[Dataset entries]
== == ==

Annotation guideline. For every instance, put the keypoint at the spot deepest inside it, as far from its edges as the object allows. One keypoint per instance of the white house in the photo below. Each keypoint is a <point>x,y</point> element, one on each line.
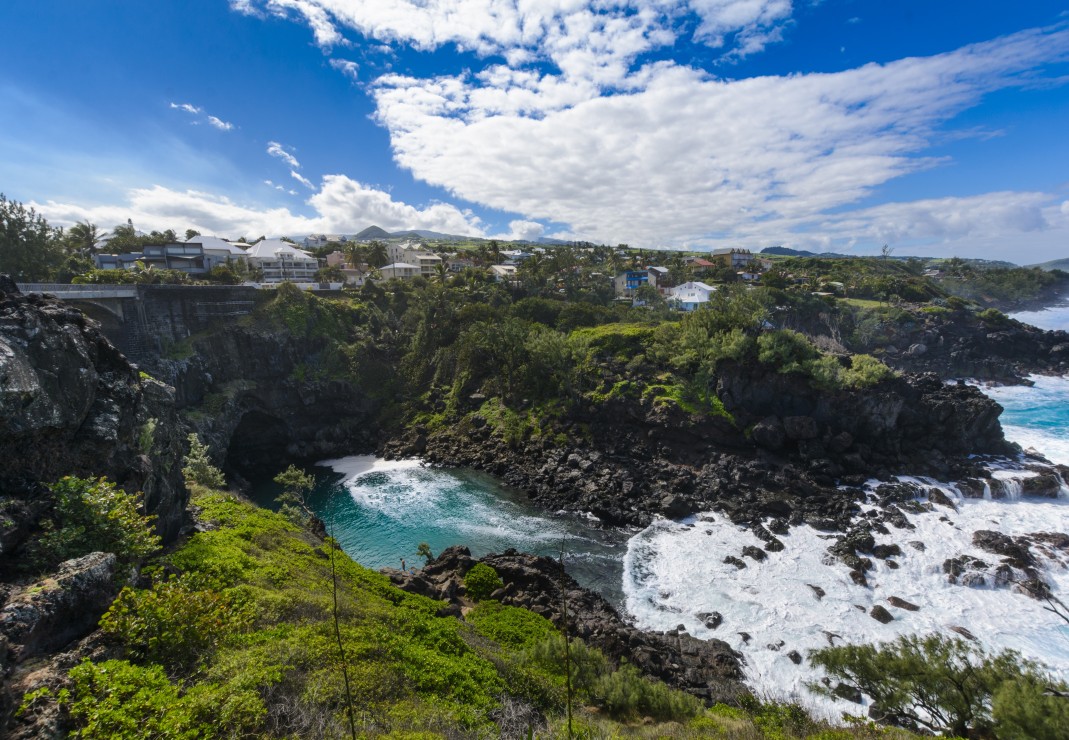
<point>690,295</point>
<point>502,273</point>
<point>218,250</point>
<point>282,261</point>
<point>400,271</point>
<point>409,252</point>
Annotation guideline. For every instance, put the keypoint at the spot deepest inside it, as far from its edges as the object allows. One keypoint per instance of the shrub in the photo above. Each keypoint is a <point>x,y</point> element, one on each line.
<point>174,622</point>
<point>786,350</point>
<point>946,685</point>
<point>509,626</point>
<point>866,371</point>
<point>92,515</point>
<point>198,466</point>
<point>481,581</point>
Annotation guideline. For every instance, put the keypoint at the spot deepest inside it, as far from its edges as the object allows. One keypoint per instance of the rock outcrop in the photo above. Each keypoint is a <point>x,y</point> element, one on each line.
<point>71,404</point>
<point>709,669</point>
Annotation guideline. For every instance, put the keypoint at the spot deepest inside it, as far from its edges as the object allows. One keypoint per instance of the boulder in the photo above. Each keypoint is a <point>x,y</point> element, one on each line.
<point>799,428</point>
<point>62,607</point>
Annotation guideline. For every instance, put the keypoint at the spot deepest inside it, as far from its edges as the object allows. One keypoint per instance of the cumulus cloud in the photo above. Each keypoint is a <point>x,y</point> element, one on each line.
<point>522,231</point>
<point>595,39</point>
<point>346,67</point>
<point>301,179</point>
<point>342,204</point>
<point>683,157</point>
<point>281,152</point>
<point>219,123</point>
<point>189,108</point>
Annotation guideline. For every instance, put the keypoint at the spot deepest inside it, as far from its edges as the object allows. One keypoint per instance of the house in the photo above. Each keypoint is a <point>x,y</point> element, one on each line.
<point>657,277</point>
<point>690,295</point>
<point>459,264</point>
<point>400,271</point>
<point>124,261</point>
<point>502,273</point>
<point>219,250</point>
<point>736,259</point>
<point>186,257</point>
<point>280,261</point>
<point>409,252</point>
<point>630,280</point>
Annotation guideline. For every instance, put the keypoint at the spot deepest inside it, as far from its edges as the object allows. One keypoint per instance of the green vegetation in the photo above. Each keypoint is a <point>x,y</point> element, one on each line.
<point>198,465</point>
<point>235,637</point>
<point>949,685</point>
<point>481,581</point>
<point>91,515</point>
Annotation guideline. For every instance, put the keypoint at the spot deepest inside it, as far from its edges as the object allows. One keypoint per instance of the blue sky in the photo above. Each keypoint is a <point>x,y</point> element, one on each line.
<point>933,127</point>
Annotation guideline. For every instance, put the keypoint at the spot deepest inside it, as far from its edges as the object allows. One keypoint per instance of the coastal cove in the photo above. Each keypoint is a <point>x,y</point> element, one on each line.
<point>671,573</point>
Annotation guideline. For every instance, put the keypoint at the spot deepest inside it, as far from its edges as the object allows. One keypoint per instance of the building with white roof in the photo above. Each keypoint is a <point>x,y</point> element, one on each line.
<point>280,261</point>
<point>690,295</point>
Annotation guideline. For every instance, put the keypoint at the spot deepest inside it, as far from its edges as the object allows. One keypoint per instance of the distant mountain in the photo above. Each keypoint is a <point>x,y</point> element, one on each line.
<point>787,251</point>
<point>372,232</point>
<point>1053,264</point>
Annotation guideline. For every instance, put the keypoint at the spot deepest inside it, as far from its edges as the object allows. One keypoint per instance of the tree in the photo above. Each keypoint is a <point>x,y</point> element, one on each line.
<point>377,257</point>
<point>423,551</point>
<point>198,466</point>
<point>947,685</point>
<point>295,484</point>
<point>29,247</point>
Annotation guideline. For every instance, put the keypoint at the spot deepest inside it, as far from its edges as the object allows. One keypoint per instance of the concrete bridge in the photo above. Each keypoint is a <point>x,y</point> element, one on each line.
<point>145,321</point>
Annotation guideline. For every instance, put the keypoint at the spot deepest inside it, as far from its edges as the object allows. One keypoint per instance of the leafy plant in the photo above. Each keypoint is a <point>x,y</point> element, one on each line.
<point>92,515</point>
<point>198,466</point>
<point>481,581</point>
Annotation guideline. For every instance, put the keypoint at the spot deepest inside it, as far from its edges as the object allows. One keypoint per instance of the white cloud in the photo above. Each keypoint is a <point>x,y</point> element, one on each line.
<point>280,151</point>
<point>303,180</point>
<point>219,123</point>
<point>597,39</point>
<point>685,158</point>
<point>201,116</point>
<point>347,67</point>
<point>189,108</point>
<point>522,231</point>
<point>342,204</point>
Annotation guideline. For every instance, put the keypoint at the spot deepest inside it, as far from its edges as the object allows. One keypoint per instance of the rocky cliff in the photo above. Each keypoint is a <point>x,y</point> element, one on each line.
<point>785,453</point>
<point>72,404</point>
<point>253,396</point>
<point>708,668</point>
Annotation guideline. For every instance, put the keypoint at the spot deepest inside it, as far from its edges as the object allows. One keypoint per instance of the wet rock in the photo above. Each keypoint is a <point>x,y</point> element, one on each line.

== == ==

_Exercise prompt_. Please reproduce the records above exactly, omitting every picture.

_Task answer_.
Annotation guideline. For every instance, put the keypoint at the spot deepest inside it, as far from its edges as the object allows. One keypoint per instance of the white house in the photo below. Each keypoint is a <point>x,y</point> element, one on each line.
<point>690,295</point>
<point>502,273</point>
<point>218,250</point>
<point>282,261</point>
<point>400,271</point>
<point>409,252</point>
Annotation guideline. For every instance, put the keypoint at the spot deepest inside it, as far from its edges as the object allows. One keypoint per instance of the shrub in the photo above. Each keypoint is a <point>x,y</point> element, one on each line.
<point>174,622</point>
<point>786,350</point>
<point>946,685</point>
<point>509,626</point>
<point>866,371</point>
<point>92,515</point>
<point>198,466</point>
<point>481,581</point>
Annotation guideline. For every instance, put the keypoint at the spot deepest inside it, as far from its edges as the object allows. One keypoint per instance of the rock outcrop in the photo above. Each keypoint is a <point>x,y</point> element, one on each line.
<point>71,404</point>
<point>709,669</point>
Annotation guideline. For every instance, put the keypoint at the spot deepest inside it, as far from its edges as the object allows. One keypoint per instance of the boulder in the photo above. Each keypoint is a <point>x,y</point> element, one on each line.
<point>799,428</point>
<point>62,607</point>
Annotation guideline. For every instance, put the keypoint at the spot deepest inside it, as far from its edges as the object allows. One keypoint per instance of the cumulus cloud in the photo above. Each keypoint is a <point>x,y</point> element, one on each line.
<point>522,231</point>
<point>595,39</point>
<point>346,67</point>
<point>301,179</point>
<point>342,204</point>
<point>683,157</point>
<point>281,152</point>
<point>219,123</point>
<point>189,108</point>
Annotation guideline. For every instance, put the keypoint at the spot deepest inside it, as far from its edges as the object allows. One keypoint per instance of the house in the photo above. Each keypoint is a <point>x,y</point> element, one on each line.
<point>657,277</point>
<point>690,295</point>
<point>459,264</point>
<point>400,271</point>
<point>124,261</point>
<point>502,273</point>
<point>219,250</point>
<point>736,259</point>
<point>186,257</point>
<point>280,261</point>
<point>409,252</point>
<point>630,280</point>
Annotation guideline. For every instance, put the keypoint at the spot deepest inside it, as far from its edges as the object allows. One keypoint per instance of the green vegetation in the photo above. Each keypoint is a <point>x,y</point> element, one on each line.
<point>198,465</point>
<point>235,637</point>
<point>949,685</point>
<point>481,581</point>
<point>91,515</point>
Annotation guideline. For every instance, put the keypoint at the spot deepest inside it, as far from its edges as the object allows. One keypoint per instance of the blue sky in the photo above. Each keypoint is a <point>x,y</point> element, one on each line.
<point>933,127</point>
Annotation guideline. For every instance, put the keypoint at the spot deepest inside it, as far from its edges as the object allows. One keypoint per instance of the coastal cove in the photo above. Each keypoint is a <point>x,y</point> element, one on each line.
<point>671,573</point>
Annotation guideline. For every instance, put the keypoint at the spot deepest inside it, as far from its edges as the object allows. One keypoint per instance of the building with white roof in the photo above. Each keypoint is a <point>x,y</point> element, one on each line.
<point>280,261</point>
<point>690,295</point>
Annotation guideline. For every instance, put the keypoint at the spot deepest inside it, as far from its edges as the object allows. One keypoint per instance of the distant mountain in the photo above. Each keypoint is a <point>x,y</point> element, one on each line.
<point>787,251</point>
<point>372,232</point>
<point>1053,264</point>
Annotation guideline. For every instance, put the keypoint at the spot deepest inside it, as far from its edges as the object allows. One keypoint per instance of the tree in the photo above. Each keypoint is a <point>x,y</point> element, one on each line.
<point>377,257</point>
<point>423,551</point>
<point>198,466</point>
<point>947,685</point>
<point>295,484</point>
<point>29,247</point>
Annotation guideline. For every instance, put the keypoint at the spot deepest inside it, as far from its edges as the object allows. One keypoint per instance of the concrete bridge in the photo above. Each keypoint is a <point>x,y</point> element, one on each line.
<point>145,321</point>
Annotation guideline. For every instance, put the keypoint at the spot deepest inside it, as far from its edges as the object allows. One keypoint per instance of the leafy plant in the photo above. Each keypoint is a <point>x,y</point> element, one on each line.
<point>92,515</point>
<point>198,466</point>
<point>481,581</point>
Annotation guideline. For every instance, put the keypoint at the spot deepest inside it, as far from its edges as the object allows. One keypoint per instance of the white cloud in the photo above. Each keypoint is a <point>x,y</point> element, one on each line.
<point>280,151</point>
<point>303,180</point>
<point>219,123</point>
<point>597,39</point>
<point>685,158</point>
<point>201,116</point>
<point>347,67</point>
<point>189,108</point>
<point>522,231</point>
<point>342,204</point>
Annotation guideline. For every instance, put the keypoint at the spot deepest inside it, as far from its edges as the object allows. One keypoint per instance of the rocky cliff in the photo above. Each keypoint is a <point>x,y</point> element, one on each line.
<point>785,453</point>
<point>72,404</point>
<point>253,396</point>
<point>708,668</point>
Annotation guideline. For every instance, put the keypoint at the spot deepest inside it, as far from its edges as the object allows. One keypoint per instance of the wet rock in the photo above. Each keypoint is a <point>x,y</point> element, one on each line.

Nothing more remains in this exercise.